* WHAT YOU NEED TO DO: Please return every line of the listing. Keep each one exact.

* DATASET CONTENT:

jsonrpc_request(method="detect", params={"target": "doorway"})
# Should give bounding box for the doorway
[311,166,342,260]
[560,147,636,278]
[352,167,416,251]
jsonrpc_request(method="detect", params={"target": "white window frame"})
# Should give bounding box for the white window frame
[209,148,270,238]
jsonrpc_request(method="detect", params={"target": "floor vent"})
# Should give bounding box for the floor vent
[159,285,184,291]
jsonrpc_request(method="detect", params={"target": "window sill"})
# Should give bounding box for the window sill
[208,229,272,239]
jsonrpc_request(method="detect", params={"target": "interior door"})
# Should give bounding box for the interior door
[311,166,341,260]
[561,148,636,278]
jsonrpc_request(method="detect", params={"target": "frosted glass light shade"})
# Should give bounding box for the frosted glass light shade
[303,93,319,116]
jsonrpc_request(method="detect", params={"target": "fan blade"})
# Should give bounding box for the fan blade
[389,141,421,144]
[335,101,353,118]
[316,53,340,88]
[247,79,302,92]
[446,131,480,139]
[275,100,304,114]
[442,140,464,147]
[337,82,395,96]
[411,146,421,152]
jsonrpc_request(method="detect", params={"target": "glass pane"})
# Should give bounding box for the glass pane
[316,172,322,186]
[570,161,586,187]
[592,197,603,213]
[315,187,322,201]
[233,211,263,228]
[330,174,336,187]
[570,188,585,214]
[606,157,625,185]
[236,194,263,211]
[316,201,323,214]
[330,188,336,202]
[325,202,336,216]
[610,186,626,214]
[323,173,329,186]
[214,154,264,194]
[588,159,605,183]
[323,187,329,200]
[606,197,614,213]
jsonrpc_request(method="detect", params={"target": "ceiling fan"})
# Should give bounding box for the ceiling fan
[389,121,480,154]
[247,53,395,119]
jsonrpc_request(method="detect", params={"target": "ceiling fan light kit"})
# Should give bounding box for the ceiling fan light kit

* WRITTEN SOLUTION:
jsonrpc_request(method="detect", params={"target": "doorway"})
# Should give bounding box for the doorway
[311,166,342,260]
[560,147,636,278]
[352,167,416,251]
jsonrpc_request(method="detect", params={"target": "white window frame"})
# Should give bounding box for the white window frame
[209,148,270,238]
jsonrpc_request(method="detect", params={"target": "floor vent"})
# Should give bounding box for the floor vent
[159,285,184,291]
jsonrpc_request(method="detect", params={"target": "window sill"})
# Should give bounding box for the window sill
[208,229,272,239]
jsonrpc_request(method="detect", params={"target": "interior door"})
# Should give bounding box for the interior door
[311,166,341,260]
[561,148,636,278]
jsonrpc_request(method="detect", params={"target": "frosted glass light shade"})
# Should give bounding box for the frosted glass light shade
[303,93,319,116]
jsonrpc_request(method="detect", params={"target": "fan blade"})
# Should give bounding box for the fan blade
[389,141,421,144]
[335,101,353,118]
[316,53,340,88]
[247,79,302,92]
[446,131,480,139]
[275,100,304,114]
[442,140,464,147]
[337,82,395,96]
[411,146,421,152]
jsonrpc_request(method="detect", params={"target": "glass pane"})
# Should give bounding box for the glass pane
[316,172,322,186]
[570,161,586,187]
[592,197,603,213]
[315,187,322,201]
[233,211,263,228]
[330,174,336,187]
[570,188,585,214]
[606,157,625,185]
[236,194,263,211]
[316,201,323,214]
[330,188,336,202]
[325,202,336,216]
[610,186,626,214]
[323,173,329,186]
[214,154,264,194]
[588,159,605,183]
[323,187,329,200]
[606,197,614,213]
jsonrpc_request(method="detect", params={"target": "ceiling fan"})
# Should give bounding box for the ceiling fan
[389,121,480,154]
[247,53,395,119]
jsonrpc_request(method="detect", params={"target": "ceiling fan light kit"})
# Should give bounding box for the ceiling fan light kit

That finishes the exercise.